Other searches found me into native Montanan weblogs, talking about BHA's CEO, his political leanings, past affiliations, etc. The only hard facts I can find for myself is that the CEO is a Democrat, BHA is headquartered in Missioula, which is a blue county. So partisan politics are really hard to ignore. That said, if BHA is truly non partisan, I can go along with that, and I'd gladly put that BHA sticker right alongside my NRA sticker and donate on occasion - but if it's not, if some of the accusations are true, I feel pretty stupid.

edit:

Despite all that, I suppose there is the argument of "Who else is advocating to keep public lands open?". Or rather, how many choices does one really have to be effective with their donations? I don't agree with everything the NRA does, but I still keep my membership because their the heavyweight in the fight.


----------



## Vanilla (Dec 11, 2009)

BHA is an advocacy group for public lands. As has been explained to me by some of their most ardent supporters: they are not a hunting group, they are a land group. 

I do think a lot of BHA, particularly with their higher ups lean left, but that isn’t the end of the world. I don’t think you need to be threatened by the fact of the democrat part of things. I don’t buy the conspiracies of the extreme environmental group, green decoy stuff. This group is passionate about public lands. Some of their associations and who they receive money from are concerning to me personally. But they align with those groups and individuals on the main issue of their mission: keeping public lands public so, they associate with those people that are certainly not friends to hunters in particular. 

BHA is passionate about what they do, you just have to understand their mission. As I stated earlier, some of their most rabid supporters have told me if you’re looking for a hunting advocacy group only, this probably isn’t your group. If you’re looking for a group fighting for public lands, which obviously impacts hunting, then this group may be your cup of tea. 

Just one man’s opinion.


----------



## Lone_Hunter (Oct 25, 2017)

Vanilla said:


> BHA is an advocacy group for public lands. As has been explained to me by some of their most ardent supporters: *they are not a hunting group, they are a land group. *


That makes me wonder about their choice in name. Their obviously trying to sound attractive to a particular demographic, but it might be considered a little misleading.



> I do think a lot of BHA, particularly with their higher ups lean left, but that isn't the end of the world. I don't think you need to be threatened by the fact of the democrat part of things.


I got that sense about it while digging around. What choice of words people use, are really telling at times. Now, how much of that should be considered I guess depends on how they conduct themselves, and if their disciplined enough to stay focused and avoid "mission creep".



> I don't buy the conspiracies of the extreme environmental group, green decoy stuff. This group is passionate about public lands.


I don't think I do either. When you can easily find the information on a website, what group it belongs to, what individual within that group is ultimately responsible for it, and what their interests are - its a conspiracy easily debunked.



> *Some of their associations and who they receive money from are concerning to me personally*. But they align with those groups and individuals on the main issue of their mission: keeping public lands public so, they associate with those people that are certainly not friends to hunters in particular.

→ Supplied entries
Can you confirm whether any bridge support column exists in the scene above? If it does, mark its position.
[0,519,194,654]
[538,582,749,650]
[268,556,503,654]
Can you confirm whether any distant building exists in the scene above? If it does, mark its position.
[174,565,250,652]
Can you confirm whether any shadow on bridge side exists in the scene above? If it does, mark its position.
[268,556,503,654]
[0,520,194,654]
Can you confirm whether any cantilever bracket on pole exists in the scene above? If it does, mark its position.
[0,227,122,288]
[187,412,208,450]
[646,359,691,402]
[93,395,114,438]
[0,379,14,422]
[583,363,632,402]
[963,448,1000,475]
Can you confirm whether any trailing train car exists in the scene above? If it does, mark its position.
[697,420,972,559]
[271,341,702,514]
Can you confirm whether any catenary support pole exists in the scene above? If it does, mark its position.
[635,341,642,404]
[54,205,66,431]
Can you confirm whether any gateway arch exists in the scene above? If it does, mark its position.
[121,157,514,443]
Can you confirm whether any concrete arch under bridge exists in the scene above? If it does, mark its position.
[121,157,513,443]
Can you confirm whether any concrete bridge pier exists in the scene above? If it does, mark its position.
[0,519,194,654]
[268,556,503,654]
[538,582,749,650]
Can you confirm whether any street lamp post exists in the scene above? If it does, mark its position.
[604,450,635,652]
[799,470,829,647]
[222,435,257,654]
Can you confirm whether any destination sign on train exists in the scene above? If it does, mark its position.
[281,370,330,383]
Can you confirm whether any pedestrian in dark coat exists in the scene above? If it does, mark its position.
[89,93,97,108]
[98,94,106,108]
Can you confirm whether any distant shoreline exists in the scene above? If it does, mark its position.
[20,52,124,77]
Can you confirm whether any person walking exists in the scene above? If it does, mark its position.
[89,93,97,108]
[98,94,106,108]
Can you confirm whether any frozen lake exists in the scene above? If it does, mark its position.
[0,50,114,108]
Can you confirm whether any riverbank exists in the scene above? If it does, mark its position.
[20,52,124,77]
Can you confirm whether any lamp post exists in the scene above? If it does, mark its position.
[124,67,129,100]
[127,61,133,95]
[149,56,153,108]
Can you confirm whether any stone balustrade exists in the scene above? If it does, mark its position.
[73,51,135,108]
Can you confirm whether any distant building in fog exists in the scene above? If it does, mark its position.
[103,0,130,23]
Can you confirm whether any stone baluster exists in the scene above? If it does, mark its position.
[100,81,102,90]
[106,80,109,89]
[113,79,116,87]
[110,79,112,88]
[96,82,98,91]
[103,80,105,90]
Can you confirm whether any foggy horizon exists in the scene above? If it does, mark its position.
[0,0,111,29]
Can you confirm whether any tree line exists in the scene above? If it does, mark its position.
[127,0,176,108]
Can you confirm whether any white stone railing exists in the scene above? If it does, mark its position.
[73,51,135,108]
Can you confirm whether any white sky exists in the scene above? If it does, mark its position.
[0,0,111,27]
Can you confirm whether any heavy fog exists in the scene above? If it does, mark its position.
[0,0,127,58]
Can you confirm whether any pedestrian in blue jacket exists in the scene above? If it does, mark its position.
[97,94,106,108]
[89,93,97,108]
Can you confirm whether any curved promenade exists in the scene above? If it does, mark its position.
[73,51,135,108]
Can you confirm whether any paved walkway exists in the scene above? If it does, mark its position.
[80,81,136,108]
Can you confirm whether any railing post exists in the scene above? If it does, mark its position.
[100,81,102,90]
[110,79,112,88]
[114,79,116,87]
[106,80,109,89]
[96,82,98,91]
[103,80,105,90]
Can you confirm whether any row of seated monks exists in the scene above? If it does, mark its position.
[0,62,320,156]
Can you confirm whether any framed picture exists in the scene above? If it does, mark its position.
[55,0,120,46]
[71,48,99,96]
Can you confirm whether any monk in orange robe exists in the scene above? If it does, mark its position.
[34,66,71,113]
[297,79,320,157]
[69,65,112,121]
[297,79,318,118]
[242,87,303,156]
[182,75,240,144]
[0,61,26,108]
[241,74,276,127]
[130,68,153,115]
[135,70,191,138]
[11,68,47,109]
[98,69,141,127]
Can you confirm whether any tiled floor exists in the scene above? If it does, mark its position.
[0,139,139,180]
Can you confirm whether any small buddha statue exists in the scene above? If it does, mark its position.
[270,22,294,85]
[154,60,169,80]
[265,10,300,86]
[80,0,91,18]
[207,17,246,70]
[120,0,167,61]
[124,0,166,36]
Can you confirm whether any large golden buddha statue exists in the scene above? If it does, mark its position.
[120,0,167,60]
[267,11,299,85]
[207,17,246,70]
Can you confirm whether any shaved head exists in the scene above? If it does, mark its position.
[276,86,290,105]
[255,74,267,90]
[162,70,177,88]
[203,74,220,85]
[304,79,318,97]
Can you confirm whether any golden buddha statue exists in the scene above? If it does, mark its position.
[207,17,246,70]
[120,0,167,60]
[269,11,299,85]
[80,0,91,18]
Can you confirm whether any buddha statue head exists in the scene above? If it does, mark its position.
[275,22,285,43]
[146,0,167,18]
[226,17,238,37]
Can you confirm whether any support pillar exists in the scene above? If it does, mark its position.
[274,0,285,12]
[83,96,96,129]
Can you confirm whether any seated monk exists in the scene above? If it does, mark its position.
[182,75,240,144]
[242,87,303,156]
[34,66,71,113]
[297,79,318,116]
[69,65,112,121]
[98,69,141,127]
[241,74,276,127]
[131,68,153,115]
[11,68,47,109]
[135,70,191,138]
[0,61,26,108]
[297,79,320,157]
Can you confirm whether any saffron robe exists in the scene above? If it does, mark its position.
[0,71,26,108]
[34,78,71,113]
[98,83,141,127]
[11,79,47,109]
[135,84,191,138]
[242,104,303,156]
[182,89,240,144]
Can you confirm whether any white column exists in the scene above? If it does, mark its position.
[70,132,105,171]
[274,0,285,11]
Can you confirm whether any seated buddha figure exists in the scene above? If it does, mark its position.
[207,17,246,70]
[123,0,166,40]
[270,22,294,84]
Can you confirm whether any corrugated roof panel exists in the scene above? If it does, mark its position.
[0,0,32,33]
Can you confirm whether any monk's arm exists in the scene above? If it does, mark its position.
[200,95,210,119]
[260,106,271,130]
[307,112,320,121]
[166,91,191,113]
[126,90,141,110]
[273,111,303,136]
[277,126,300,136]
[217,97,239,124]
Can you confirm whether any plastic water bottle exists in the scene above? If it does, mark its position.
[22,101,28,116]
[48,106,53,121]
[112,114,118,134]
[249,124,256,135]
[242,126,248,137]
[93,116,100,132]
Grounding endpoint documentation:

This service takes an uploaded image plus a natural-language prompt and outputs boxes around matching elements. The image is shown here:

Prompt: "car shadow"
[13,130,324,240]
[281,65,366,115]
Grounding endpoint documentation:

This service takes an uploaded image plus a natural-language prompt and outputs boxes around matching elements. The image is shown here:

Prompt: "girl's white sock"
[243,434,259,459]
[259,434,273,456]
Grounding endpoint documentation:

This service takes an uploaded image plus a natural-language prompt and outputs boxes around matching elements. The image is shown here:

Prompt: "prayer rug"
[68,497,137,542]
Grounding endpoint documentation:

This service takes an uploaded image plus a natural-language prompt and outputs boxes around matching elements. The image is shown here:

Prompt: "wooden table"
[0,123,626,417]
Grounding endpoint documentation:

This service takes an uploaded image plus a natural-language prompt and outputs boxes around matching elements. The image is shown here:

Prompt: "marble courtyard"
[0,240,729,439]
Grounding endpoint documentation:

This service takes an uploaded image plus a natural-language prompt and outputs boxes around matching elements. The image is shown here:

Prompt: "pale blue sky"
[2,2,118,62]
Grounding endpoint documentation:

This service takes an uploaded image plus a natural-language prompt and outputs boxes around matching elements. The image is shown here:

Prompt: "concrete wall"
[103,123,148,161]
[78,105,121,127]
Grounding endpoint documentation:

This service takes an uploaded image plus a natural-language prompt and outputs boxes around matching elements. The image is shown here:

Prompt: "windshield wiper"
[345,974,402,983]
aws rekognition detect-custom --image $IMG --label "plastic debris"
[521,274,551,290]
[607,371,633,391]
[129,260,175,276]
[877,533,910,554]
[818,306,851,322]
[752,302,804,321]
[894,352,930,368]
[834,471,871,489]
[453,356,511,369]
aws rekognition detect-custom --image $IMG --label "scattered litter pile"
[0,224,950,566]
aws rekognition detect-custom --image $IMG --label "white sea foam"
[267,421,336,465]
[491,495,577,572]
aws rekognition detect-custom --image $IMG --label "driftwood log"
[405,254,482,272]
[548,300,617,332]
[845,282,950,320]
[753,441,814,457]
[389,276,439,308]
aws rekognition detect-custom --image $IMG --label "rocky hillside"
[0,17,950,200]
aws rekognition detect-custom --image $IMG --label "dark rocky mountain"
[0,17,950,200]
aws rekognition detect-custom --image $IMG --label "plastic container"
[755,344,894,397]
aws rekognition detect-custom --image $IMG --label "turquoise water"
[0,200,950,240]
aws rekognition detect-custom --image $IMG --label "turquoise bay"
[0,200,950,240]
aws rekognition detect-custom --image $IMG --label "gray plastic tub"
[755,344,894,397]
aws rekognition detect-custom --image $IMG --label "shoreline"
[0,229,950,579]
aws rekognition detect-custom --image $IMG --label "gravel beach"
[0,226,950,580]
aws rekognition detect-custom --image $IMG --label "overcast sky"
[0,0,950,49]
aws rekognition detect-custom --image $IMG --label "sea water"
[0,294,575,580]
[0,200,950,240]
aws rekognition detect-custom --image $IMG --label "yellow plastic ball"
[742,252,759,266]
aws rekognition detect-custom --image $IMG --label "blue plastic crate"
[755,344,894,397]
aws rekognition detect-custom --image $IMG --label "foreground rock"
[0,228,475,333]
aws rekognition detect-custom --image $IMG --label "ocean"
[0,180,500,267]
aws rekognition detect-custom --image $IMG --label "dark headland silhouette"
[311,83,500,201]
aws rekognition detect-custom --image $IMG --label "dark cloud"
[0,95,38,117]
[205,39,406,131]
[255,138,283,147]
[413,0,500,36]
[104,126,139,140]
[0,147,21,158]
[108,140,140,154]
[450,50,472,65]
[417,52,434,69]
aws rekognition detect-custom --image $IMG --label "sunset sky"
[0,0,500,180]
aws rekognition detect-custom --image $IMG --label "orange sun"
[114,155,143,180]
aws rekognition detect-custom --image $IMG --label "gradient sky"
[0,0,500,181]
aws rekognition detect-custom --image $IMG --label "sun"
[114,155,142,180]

→ Problems to solve
1. Repeat the part of the BHA thread that begins at the words "BHA is passionate" and stops after "cup of tea.", substituting "kind of outfit" for "cup of tea".
2. Please carry on writing the BHA thread from the point where its text ends.

→ Responses in order
1.
BHA is passionate about what they do, you just have to understand their mission. As I stated earlier, some of their most rabid supporters have told me if you’re looking for a hunting advocacy group only, this probably isn’t your group. If you’re looking for a group fighting for public lands, which obviously impacts hunting, then this group may be your kind of outfit.

2.
 Yeah I came across some of where they get their money from as well. I just didn't mention it because I don't recall where I read it, and I wasn't sure if it was accurate. Synopsis being some fairly hard left leaning orgs, some of which even had/have ties to Soros money; and as you say, certainly no friend of hunters. And Soros? the instant that name comes up, your dealing with something really bad, or some really tall tales. Mind you I can recall that being mentioned only in one article, and I'm not about to go doing all the digging required to validate that articles claims.



> BHA is passionate about what they do, you just have to understand their mission. As I stated earlier, some of their most rabid supporters have told me if you're looking for a hunting advocacy group only, this probably isn't your group. If you're looking for a group fighting for public lands, which obviously impacts hunting, then this group may be your cup of tea.
> 
> Just one man's opinion.


Yeah I'll have to give this more thought, as to if I'll remain a member or not. It's starting to feel like an " enemy of my enemy is my friend" situation, and speaking very generally, that's an alliance that only goes so far.


----------



## Vanilla (Dec 11, 2009)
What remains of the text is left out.